◆ **Extracted information**:
▬▬▬▬▬▬

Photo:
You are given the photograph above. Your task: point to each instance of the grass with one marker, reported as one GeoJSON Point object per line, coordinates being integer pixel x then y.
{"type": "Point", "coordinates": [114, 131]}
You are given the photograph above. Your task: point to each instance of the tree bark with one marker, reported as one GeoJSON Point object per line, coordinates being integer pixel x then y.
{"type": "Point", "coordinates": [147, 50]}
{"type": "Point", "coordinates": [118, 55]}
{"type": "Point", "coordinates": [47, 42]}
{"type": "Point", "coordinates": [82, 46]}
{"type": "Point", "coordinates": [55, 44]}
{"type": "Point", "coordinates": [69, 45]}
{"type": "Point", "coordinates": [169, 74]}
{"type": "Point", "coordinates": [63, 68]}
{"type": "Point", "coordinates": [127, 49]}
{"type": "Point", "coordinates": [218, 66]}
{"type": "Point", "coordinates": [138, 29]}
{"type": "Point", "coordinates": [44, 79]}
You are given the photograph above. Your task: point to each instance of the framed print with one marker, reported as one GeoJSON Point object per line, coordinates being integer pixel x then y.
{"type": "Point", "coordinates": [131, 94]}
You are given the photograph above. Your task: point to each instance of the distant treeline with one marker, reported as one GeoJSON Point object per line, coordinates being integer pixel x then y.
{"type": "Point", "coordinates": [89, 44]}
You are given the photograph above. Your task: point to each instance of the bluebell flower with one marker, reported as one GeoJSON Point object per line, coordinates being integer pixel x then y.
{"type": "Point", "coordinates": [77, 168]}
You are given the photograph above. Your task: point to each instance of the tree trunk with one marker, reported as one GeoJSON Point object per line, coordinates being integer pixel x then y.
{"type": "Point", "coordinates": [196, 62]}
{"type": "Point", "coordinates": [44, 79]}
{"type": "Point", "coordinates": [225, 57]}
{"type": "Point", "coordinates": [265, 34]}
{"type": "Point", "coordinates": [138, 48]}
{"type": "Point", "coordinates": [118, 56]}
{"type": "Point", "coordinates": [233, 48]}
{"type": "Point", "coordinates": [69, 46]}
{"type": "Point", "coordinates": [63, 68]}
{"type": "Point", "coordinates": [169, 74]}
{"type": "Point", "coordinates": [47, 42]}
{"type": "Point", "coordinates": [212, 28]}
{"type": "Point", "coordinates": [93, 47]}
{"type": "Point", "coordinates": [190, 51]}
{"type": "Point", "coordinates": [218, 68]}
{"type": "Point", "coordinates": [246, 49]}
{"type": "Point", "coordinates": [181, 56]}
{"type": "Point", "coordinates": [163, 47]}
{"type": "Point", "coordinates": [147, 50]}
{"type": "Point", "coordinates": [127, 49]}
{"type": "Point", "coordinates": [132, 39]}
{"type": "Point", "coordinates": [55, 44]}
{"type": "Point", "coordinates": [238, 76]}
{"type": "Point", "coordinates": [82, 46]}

▬▬▬▬▬▬

◆ **Task requirements**:
Reproduce the data above in full, changing each occurrence of "photograph" to "image" and leaving all other text unchanged.

◆ **Solved exercise**:
Photo:
You are given the image above. Your task: point to each instance of the grass with one marker, reported as one GeoJSON Point object per line, coordinates being integer pixel x then y.
{"type": "Point", "coordinates": [114, 131]}
You are given the image above. Your task: point to each instance of the tree bark with one marker, reported as one GeoJSON Point object per line, coordinates being integer pixel x then y.
{"type": "Point", "coordinates": [147, 50]}
{"type": "Point", "coordinates": [118, 55]}
{"type": "Point", "coordinates": [47, 42]}
{"type": "Point", "coordinates": [82, 46]}
{"type": "Point", "coordinates": [55, 44]}
{"type": "Point", "coordinates": [69, 45]}
{"type": "Point", "coordinates": [169, 74]}
{"type": "Point", "coordinates": [63, 68]}
{"type": "Point", "coordinates": [127, 49]}
{"type": "Point", "coordinates": [218, 66]}
{"type": "Point", "coordinates": [138, 29]}
{"type": "Point", "coordinates": [44, 79]}
You are given the image above. Your task: point to each instance of the framed print with one marker, reported as one GeoJSON Point object per line, coordinates being integer pixel x then y.
{"type": "Point", "coordinates": [131, 94]}
You are given the image above. Your task: point to each instance of the distant treeline with one marker, reported as one GeoJSON Point object per line, coordinates being integer pixel x then y.
{"type": "Point", "coordinates": [89, 44]}
You are given the image above. Your task: point to each instance of the bluebell flower with one marker, reported as one GeoJSON Point object per line, coordinates being integer pixel x then y.
{"type": "Point", "coordinates": [77, 168]}
You are given the image above. Your task: point to each instance of the tree trunk with one marker, reported as one GeoJSON Point object per line, coordinates being integer pixel x then y.
{"type": "Point", "coordinates": [196, 62]}
{"type": "Point", "coordinates": [44, 79]}
{"type": "Point", "coordinates": [225, 57]}
{"type": "Point", "coordinates": [265, 34]}
{"type": "Point", "coordinates": [138, 48]}
{"type": "Point", "coordinates": [118, 56]}
{"type": "Point", "coordinates": [233, 48]}
{"type": "Point", "coordinates": [69, 46]}
{"type": "Point", "coordinates": [63, 68]}
{"type": "Point", "coordinates": [169, 74]}
{"type": "Point", "coordinates": [47, 42]}
{"type": "Point", "coordinates": [212, 28]}
{"type": "Point", "coordinates": [93, 47]}
{"type": "Point", "coordinates": [190, 51]}
{"type": "Point", "coordinates": [218, 68]}
{"type": "Point", "coordinates": [246, 49]}
{"type": "Point", "coordinates": [181, 56]}
{"type": "Point", "coordinates": [163, 47]}
{"type": "Point", "coordinates": [147, 50]}
{"type": "Point", "coordinates": [127, 49]}
{"type": "Point", "coordinates": [132, 39]}
{"type": "Point", "coordinates": [55, 44]}
{"type": "Point", "coordinates": [238, 76]}
{"type": "Point", "coordinates": [82, 46]}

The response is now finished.